**GIVEN INSTRUCTION:**
Can the data below be set down again exactly, line for line?

_ _ _ _

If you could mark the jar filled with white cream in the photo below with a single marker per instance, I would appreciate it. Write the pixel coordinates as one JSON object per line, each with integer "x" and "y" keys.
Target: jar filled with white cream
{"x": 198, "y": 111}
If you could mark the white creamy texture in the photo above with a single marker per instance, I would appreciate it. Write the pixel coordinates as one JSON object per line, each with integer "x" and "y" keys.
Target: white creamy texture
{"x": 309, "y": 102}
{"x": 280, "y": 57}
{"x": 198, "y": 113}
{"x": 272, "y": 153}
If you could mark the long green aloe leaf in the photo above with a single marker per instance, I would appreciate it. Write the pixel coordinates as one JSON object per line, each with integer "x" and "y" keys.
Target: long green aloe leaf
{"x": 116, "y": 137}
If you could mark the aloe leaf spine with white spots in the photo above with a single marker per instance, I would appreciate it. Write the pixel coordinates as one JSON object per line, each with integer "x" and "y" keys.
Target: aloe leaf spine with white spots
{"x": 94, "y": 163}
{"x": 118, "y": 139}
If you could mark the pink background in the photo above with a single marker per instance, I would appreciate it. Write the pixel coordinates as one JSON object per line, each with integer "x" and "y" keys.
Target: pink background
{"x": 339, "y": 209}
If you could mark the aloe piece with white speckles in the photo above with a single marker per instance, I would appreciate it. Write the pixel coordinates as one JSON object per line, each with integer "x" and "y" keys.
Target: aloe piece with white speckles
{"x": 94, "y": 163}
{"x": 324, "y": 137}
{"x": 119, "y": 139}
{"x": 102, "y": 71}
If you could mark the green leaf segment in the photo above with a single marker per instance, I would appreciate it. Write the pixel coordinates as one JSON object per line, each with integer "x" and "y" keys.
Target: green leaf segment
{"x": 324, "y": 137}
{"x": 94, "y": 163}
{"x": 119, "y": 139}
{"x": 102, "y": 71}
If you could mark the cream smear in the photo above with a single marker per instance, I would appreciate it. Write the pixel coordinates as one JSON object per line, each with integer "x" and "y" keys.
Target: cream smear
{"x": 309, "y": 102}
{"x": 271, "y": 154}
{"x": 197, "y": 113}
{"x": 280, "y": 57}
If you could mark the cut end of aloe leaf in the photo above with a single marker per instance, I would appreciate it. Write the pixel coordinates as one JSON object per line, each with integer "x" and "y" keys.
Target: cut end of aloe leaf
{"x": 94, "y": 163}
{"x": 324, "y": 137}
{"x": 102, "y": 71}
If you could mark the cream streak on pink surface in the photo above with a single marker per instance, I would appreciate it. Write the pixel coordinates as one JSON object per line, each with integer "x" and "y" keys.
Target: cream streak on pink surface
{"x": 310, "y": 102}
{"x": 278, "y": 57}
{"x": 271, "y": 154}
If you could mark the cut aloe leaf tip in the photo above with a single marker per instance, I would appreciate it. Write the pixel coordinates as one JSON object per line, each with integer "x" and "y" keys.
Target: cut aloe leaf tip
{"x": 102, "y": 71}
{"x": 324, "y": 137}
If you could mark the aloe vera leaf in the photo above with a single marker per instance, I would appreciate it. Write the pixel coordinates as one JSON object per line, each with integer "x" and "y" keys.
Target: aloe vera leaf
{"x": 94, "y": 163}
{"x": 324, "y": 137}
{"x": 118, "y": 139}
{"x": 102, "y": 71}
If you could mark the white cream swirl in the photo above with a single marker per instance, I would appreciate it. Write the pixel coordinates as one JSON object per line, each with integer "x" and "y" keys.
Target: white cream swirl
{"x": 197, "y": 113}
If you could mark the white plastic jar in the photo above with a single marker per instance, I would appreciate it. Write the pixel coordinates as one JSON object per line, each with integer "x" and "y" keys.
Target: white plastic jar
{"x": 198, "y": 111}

_ _ _ _

**IN RESPONSE:**
If you could mark the jar filled with white cream in the photo below with a single marker per instance, I would appreciate it. Write the pixel coordinates as one JSON object per line, each with integer "x" and "y" keys.
Target: jar filled with white cream
{"x": 198, "y": 111}
If you could mark the white creamy texture in the photo above with a single marker per instance, I would appreciate it. Write the pixel coordinates as one JSON object per line, each with integer "x" and "y" keys.
Target: white creamy texture
{"x": 309, "y": 102}
{"x": 280, "y": 57}
{"x": 198, "y": 113}
{"x": 272, "y": 153}
If you could mark the long green aloe leaf in the photo above with a single marker per instance, I would appreciate it. Write the pixel coordinates as one JSON object per line, each with integer "x" and "y" keys.
Target: long green aloe leaf
{"x": 116, "y": 137}
If you could mark the aloe leaf spine with white spots in the photo above with a single marker per instance, I would appreciate it. Write the pixel coordinates as one JSON object per line, each with integer "x" and "y" keys.
Target: aloe leaf spine with white spots
{"x": 94, "y": 163}
{"x": 118, "y": 139}
If you could mark the pink background in the photo above with a single marker per instance, I would appreciate it. Write the pixel coordinates as one JSON object per line, each with integer "x" and "y" keys.
Target: pink background
{"x": 339, "y": 209}
If you could mark the aloe piece with white speckles in the photo above with a single marker per instance, I would appreciate it. Write the pixel coordinates as one JSON object per line, each with integer "x" and "y" keys.
Target: aloe piece with white speckles
{"x": 94, "y": 163}
{"x": 324, "y": 137}
{"x": 119, "y": 139}
{"x": 102, "y": 71}
If you could mark the green leaf segment in the photo above with a single marker per instance, I would appreciate it. Write the pixel coordinates as one JSON object per line, each with integer "x" and "y" keys.
Target: green leaf segment
{"x": 324, "y": 137}
{"x": 94, "y": 163}
{"x": 119, "y": 139}
{"x": 102, "y": 71}
If you could mark the cream smear in the photo above with a single marker per instance, I would appreciate it. Write the pixel coordinates as one JSON object per line, each with integer "x" and "y" keys.
Target: cream smear
{"x": 309, "y": 102}
{"x": 271, "y": 154}
{"x": 197, "y": 113}
{"x": 280, "y": 57}
If you could mark the cut end of aloe leaf in the photo above with a single marker per instance, I would appreciate it. Write the pixel coordinates as one JSON object per line, each with integer "x" and "y" keys.
Target: cut end of aloe leaf
{"x": 94, "y": 163}
{"x": 324, "y": 137}
{"x": 102, "y": 71}
If you could mark the cream streak on pink surface in the photo above with a single marker per instance, I would appreciate it. Write the pixel coordinates as one JSON object per line, each with integer "x" and "y" keys.
Target: cream streak on pink surface
{"x": 310, "y": 102}
{"x": 278, "y": 57}
{"x": 271, "y": 154}
If you could mark the cut aloe leaf tip in the photo above with a single marker per instance, I would appreciate it. Write the pixel coordinates as one JSON object per line, each with integer "x" and "y" keys.
Target: cut aloe leaf tip
{"x": 102, "y": 71}
{"x": 324, "y": 137}
If you could mark the aloe vera leaf in the photo above with a single marker per instance, I would appreciate it. Write the pixel coordinates as one JSON object per line, each with integer "x" and "y" keys.
Target: aloe vera leaf
{"x": 94, "y": 163}
{"x": 324, "y": 137}
{"x": 118, "y": 139}
{"x": 102, "y": 71}
If you could mark the white cream swirl in the photo above with a single marker per instance, I would appreciate it. Write the pixel coordinates as one JSON object per line, each with integer "x" and "y" keys.
Target: white cream swirl
{"x": 197, "y": 113}
If you could mark the white plastic jar in the photo above with a single marker per instance, I would appreciate it. Write the pixel coordinates as one JSON object per line, each with integer "x" and "y" keys.
Target: white plastic jar
{"x": 198, "y": 111}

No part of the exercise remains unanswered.